# [PASSAGE]
——————
The AI Revolution marches on!
Or does it?
For the last eighteen or so months, the buzz over AI has been overwhelming – but far from positive. This breakthrough technology has been widely hyped across news media sources, alternatively depressing and elating consumers.
The advent of ChatGPT appeared to do for AI what the iPod did for music listening and Serial did for podcasts.
But the iPod is now virtually obsolete, replaced by our smartphones and tablets. And the podcasting universe continues to chase the next big hit after Serial like the radio and music industries did after the Beatles. Sustainable successes and monetization are elusive. With any new technology, it is exceedingly difficult to innovate at the original rate that first blew our minds.
The iPhone is a great case in point. The original was the very definition of a “game changer.” That first smartphone from Apple was indeed a moment on the tech curve. And it was turbocharged by Apple’s creation of its App Store three years later. “There’s an app for that” isn’t just another marketing slogan. It became the mantra that has powered business, organizations, and other entities on smartphones for a decade and a half.
But as next generation iPhones kept being released year after year, innovation slowed. These days, the hot “new features” are things like improved cameras and a titanium case – a far cry from the enthusiasm Steve Jobs generated when he held up the first iPhone at the Macworld Conference & Expo in San Francisco back in 2007.
Up next? AI, the next big thing.
That’s been the buildup since late in 2022, and the combination of abject fear and sheer exuberance has added new chapters to AI’s story. Over the last many months, we’ve continued to witness AI applications that are stunning and inspiring, but also with sobering implications. Our industry – radio, music, audio – has witnessed the AI wave – synthetic voices and faces, exponential efficiencies, AI-generated music, bot DJ sidekicks.
——————
Dataset records
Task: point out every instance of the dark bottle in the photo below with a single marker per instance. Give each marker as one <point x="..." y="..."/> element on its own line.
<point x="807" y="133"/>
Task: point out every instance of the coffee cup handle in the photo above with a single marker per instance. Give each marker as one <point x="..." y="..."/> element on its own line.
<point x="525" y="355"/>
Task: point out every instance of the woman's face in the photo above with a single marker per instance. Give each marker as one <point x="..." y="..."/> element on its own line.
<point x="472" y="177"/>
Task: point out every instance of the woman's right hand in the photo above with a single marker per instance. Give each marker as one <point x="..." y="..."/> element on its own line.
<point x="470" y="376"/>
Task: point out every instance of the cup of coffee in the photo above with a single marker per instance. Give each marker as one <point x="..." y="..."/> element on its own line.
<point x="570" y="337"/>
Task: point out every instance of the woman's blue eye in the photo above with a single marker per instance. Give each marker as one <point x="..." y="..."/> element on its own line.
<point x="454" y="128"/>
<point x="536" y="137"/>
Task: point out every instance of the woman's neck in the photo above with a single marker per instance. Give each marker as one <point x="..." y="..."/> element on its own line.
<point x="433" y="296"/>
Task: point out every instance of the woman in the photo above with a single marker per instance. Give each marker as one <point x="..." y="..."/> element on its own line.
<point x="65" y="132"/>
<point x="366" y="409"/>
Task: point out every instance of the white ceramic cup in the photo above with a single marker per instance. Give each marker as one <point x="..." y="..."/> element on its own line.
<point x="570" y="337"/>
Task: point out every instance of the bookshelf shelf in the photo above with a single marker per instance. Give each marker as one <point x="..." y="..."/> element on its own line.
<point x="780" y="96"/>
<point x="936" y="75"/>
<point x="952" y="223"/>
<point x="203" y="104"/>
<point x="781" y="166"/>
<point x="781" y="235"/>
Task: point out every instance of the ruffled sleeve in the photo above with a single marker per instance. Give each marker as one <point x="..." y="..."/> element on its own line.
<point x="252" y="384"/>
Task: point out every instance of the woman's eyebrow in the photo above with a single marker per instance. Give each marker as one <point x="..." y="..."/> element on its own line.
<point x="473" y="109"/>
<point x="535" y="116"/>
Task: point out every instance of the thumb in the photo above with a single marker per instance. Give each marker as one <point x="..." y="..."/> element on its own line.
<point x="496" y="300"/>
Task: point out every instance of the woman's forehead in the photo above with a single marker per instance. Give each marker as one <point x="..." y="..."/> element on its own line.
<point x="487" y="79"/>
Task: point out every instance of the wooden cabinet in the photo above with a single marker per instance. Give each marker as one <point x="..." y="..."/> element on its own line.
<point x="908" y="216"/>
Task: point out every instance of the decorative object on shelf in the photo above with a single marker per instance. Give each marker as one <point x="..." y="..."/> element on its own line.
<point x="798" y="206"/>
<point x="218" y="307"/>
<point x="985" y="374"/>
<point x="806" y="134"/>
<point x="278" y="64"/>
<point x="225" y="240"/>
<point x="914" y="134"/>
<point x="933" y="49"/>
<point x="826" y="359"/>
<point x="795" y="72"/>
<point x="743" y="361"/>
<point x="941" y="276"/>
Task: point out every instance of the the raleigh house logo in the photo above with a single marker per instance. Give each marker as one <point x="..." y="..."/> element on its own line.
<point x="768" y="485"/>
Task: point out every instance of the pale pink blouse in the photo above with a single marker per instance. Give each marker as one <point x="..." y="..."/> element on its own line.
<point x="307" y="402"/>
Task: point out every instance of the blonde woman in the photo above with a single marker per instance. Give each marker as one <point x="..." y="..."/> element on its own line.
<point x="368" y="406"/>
——————
# [TASKS AND EXERCISES]
1. List the developments that the AI article says radio, music and audio have seen as part of the AI wave.
2. According to the AI article, where and in what year did Steve Jobs hold up the first iPhone?
3. Rewrite the AI article from "The AI Revolution" up to and including "and elating consumers.", changing "overwhelming" to "relentless".

# [EXPECTED OUTPUTS]
1. synthetic voices and faces; exponential efficiencies; AI-generated music; bot DJ sidekicks

2. At the Macworld Conference & Expo in San Francisco in 2007.

3.
The AI Revolution marches on!
Or does it?
For the last eighteen or so months, the buzz over AI has been relentless – but far from positive. This breakthrough technology has been widely hyped across news media sources, alternatively depressing and elating consumers.